__SOURCE TEXT__.
= = = =
While the Turner prize jury has been charged with promoting art which is beyond the comprehension of the public, it is worth noting the influence of cinema - an ever-popular artform. Now crowned the prince of cutting edge British art, Steve McQueen's most popular work - Deadpan - is a direct reference to the work of Hollywood legend Buster Keaton. McQueen recreates Keaton's stunt of standing impassive in front of a house as the facade falls on him. He escapes thanks to an open window. The stunt in Keaton's 1928 film Steamboat Bill, Jr. has been held up as the epitome of the "great stone face's" cinematic genius.
Flotsam swept through life's trials, Keaton's fatalism still strikes a chord. The British Film Institute's Luke McKernan says: "Keaton appeals to modern sensibilities in a way his contemporaries fail to." Harold Lloyd's "man-about-town" act, for example, fell foul of the Depression. And nowadays, Charlie Chaplin's "Little Tramp" is dismissed as dated social comment. Mr McKernan says that while Keaton's falling wall stunt "endures and still appeals", his films themselves are largely forgotten. "They are not popular as complete works, but people remember them for their snippets."
= = = =
__EXCERPTED RECORDS__.
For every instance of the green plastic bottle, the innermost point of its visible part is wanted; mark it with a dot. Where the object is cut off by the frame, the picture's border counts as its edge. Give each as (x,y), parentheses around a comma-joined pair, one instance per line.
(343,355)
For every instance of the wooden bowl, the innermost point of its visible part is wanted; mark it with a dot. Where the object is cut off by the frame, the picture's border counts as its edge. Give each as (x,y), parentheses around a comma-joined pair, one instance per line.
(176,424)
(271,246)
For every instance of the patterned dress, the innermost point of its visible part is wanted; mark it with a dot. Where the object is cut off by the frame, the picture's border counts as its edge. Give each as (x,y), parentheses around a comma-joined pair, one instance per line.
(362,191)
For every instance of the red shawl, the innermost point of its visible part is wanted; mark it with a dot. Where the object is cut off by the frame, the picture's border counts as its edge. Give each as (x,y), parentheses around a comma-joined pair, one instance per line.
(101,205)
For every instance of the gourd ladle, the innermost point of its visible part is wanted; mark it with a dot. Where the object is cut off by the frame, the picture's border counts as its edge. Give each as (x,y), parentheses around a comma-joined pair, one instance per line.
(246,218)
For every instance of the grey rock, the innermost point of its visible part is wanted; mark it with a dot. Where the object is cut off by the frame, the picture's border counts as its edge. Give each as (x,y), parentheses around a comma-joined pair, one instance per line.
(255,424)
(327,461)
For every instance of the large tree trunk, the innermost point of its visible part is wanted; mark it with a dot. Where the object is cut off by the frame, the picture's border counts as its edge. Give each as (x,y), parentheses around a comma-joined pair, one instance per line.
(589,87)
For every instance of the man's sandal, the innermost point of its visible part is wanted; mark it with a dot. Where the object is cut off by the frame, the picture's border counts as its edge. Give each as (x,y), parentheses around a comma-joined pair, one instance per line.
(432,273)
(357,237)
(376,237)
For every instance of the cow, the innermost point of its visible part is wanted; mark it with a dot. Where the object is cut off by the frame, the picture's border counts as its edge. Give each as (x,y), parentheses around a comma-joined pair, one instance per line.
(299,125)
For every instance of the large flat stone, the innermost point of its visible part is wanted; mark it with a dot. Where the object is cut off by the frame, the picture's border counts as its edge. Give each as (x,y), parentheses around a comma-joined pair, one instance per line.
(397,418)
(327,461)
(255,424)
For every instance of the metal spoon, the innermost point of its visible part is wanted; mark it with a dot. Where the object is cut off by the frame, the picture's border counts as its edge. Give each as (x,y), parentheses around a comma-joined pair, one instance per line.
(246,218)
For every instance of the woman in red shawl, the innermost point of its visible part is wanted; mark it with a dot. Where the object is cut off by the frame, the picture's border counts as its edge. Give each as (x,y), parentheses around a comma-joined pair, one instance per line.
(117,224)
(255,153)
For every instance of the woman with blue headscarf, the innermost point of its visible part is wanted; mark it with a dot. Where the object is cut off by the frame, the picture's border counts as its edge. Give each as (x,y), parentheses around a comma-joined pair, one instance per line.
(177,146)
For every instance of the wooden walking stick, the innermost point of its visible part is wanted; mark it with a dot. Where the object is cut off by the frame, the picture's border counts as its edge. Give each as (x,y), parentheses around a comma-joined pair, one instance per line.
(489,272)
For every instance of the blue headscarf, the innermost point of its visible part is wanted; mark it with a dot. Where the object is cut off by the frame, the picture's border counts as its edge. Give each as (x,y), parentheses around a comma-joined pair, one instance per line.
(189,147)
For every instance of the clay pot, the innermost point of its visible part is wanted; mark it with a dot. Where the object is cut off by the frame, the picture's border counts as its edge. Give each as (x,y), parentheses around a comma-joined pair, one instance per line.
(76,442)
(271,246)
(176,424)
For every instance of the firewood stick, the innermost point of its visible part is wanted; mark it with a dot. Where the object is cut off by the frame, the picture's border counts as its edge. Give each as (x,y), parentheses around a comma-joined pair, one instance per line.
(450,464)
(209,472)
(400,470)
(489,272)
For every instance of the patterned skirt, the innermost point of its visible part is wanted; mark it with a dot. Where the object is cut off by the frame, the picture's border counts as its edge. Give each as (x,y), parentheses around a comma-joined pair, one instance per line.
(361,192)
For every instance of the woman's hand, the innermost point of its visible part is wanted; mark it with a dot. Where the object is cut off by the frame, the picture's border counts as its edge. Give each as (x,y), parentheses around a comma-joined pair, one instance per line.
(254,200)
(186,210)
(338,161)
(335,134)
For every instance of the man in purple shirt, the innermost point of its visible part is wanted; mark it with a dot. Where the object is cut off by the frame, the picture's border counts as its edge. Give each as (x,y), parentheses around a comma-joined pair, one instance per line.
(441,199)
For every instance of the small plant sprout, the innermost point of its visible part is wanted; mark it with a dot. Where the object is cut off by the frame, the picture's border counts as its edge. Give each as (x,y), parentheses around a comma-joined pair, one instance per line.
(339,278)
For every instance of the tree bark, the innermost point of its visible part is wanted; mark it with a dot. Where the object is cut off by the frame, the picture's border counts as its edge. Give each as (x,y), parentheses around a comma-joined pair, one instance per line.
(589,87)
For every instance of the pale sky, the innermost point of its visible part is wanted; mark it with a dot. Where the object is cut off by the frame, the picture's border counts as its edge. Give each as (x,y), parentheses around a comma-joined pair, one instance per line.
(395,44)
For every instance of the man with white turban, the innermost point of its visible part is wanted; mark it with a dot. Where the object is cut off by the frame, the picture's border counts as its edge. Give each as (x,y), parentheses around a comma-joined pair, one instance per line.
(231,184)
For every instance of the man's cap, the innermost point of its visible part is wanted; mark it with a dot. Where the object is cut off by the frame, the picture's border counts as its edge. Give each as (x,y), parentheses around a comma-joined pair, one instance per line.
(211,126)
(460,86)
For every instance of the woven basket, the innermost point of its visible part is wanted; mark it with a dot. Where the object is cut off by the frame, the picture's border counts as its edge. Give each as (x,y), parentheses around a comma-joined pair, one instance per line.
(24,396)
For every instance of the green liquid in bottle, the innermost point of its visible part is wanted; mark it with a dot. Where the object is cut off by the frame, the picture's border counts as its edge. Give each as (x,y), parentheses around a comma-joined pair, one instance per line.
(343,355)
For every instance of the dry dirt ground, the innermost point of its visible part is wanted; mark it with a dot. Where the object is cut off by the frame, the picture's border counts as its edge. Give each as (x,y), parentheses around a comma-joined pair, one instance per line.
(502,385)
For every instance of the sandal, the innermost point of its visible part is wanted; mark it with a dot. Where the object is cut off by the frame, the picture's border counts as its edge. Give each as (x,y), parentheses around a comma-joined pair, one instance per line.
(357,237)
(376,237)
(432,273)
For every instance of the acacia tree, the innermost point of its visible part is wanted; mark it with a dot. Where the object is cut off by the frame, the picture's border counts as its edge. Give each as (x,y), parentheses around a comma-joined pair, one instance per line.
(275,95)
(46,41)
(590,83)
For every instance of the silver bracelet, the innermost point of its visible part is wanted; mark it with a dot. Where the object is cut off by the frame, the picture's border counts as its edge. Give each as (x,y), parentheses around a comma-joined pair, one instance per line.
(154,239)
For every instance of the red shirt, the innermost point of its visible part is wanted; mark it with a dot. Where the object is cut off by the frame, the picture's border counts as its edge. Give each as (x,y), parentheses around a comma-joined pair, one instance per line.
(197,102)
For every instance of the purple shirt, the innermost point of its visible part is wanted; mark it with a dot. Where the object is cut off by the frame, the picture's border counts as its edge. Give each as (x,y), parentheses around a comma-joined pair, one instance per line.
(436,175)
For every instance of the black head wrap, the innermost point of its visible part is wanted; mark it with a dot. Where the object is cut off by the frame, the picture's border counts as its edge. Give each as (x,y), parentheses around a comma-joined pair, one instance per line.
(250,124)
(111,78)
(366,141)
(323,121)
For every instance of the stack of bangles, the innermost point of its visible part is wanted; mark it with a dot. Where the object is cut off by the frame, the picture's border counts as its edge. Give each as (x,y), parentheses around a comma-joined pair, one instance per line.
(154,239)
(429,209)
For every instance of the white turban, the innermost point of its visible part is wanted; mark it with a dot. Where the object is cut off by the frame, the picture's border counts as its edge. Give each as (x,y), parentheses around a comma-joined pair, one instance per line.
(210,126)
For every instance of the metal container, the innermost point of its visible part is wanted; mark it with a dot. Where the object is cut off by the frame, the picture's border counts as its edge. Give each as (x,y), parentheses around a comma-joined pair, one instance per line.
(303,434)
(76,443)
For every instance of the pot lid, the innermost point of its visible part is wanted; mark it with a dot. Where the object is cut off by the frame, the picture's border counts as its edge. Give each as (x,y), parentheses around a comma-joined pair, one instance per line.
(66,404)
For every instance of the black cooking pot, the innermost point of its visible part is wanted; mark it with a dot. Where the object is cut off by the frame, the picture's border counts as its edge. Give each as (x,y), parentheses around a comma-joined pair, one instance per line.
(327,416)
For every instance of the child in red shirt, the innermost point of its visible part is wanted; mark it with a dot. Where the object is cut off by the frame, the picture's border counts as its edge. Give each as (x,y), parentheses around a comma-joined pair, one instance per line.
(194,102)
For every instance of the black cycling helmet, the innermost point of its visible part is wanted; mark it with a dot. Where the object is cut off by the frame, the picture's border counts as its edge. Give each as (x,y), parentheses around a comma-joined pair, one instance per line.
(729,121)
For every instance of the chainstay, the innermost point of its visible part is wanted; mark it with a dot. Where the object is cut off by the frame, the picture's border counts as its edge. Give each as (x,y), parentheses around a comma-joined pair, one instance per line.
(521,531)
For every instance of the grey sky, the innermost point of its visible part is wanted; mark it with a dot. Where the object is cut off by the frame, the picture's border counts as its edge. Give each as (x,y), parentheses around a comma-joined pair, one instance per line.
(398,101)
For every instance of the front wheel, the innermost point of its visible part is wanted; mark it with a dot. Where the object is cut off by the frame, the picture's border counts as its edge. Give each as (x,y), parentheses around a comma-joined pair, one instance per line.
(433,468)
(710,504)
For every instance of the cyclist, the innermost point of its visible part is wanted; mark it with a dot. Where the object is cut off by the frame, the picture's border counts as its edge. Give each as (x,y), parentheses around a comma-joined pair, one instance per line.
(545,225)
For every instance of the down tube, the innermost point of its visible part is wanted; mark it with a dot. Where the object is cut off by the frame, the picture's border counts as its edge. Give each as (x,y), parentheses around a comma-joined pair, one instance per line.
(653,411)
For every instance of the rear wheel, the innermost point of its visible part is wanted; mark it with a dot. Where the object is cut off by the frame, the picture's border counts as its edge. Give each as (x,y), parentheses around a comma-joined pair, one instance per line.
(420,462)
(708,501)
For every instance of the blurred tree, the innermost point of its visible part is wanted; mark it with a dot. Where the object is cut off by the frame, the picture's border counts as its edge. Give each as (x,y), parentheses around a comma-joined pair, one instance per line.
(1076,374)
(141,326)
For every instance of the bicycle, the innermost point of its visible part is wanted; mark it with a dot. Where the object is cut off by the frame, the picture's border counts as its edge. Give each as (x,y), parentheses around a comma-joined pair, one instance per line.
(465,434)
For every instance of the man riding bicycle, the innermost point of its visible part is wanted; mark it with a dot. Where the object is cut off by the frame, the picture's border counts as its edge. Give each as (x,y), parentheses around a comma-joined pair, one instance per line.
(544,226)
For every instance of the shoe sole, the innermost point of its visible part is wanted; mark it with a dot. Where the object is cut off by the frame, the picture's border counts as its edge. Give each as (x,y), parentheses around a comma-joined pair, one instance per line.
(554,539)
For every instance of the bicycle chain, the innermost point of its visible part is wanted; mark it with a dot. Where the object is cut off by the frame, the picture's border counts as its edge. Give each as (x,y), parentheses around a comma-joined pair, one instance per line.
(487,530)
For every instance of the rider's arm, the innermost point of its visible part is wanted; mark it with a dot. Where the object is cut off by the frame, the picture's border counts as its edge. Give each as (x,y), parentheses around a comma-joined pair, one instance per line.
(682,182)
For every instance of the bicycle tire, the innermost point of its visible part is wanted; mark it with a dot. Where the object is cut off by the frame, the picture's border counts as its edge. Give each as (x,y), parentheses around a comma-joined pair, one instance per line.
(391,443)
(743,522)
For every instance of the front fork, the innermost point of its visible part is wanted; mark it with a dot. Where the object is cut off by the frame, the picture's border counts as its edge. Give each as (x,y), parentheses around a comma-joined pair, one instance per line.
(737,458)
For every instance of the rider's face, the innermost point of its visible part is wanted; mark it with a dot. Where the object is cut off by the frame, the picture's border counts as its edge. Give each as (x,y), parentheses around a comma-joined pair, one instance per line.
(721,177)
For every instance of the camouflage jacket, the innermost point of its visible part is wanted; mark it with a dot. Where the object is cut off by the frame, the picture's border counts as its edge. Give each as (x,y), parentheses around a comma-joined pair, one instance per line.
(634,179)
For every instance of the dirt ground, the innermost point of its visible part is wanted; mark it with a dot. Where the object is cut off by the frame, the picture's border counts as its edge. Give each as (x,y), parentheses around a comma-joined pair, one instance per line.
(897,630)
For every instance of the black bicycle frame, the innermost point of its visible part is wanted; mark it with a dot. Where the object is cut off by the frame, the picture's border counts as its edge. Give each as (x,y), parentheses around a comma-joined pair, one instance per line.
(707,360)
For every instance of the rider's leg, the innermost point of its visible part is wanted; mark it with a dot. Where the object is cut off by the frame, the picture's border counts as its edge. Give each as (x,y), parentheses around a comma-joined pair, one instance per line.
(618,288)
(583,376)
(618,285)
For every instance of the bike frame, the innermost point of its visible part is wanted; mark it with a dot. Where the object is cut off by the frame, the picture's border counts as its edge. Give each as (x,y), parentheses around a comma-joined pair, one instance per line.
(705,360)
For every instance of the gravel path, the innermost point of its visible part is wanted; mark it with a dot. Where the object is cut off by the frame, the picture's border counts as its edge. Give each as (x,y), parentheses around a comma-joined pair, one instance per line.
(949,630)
= = = =
__OBJECTIVE__.
Print the full Buster Keaton passage again, word for word.

__EXERCISE RESULT__.
While the Turner prize jury has been charged with promoting art which is beyond the comprehension of the public, it is worth noting the influence of cinema - an ever-popular artform. Now crowned the prince of cutting edge British art, Steve McQueen's most popular work - Deadpan - is a direct reference to the work of Hollywood legend Buster Keaton. McQueen recreates Keaton's stunt of standing impassive in front of a house as the facade falls on him. He escapes thanks to an open window. The stunt in Keaton's 1928 film Steamboat Bill, Jr. has been held up as the epitome of the "great stone face's" cinematic genius.
Flotsam swept through life's trials, Keaton's fatalism still strikes a chord. The British Film Institute's Luke McKernan says: "Keaton appeals to modern sensibilities in a way his contemporaries fail to." Harold Lloyd's "man-about-town" act, for example, fell foul of the Depression. And nowadays, Charlie Chaplin's "Little Tramp" is dismissed as dated social comment. Mr McKernan says that while Keaton's falling wall stunt "endures and still appeals", his films themselves are largely forgotten. "They are not popular as complete works, but people remember them for their snippets."